Given task — Copy the listing below line for line, with no changes.

/---

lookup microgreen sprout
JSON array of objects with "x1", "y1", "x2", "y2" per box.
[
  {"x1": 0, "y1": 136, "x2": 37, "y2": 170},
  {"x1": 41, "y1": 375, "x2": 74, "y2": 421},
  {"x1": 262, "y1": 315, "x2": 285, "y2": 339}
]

\---

Solution —
lookup microgreen sprout
JSON array of objects with "x1", "y1", "x2", "y2" per box.
[
  {"x1": 0, "y1": 136, "x2": 37, "y2": 170},
  {"x1": 41, "y1": 375, "x2": 74, "y2": 421},
  {"x1": 262, "y1": 315, "x2": 285, "y2": 339}
]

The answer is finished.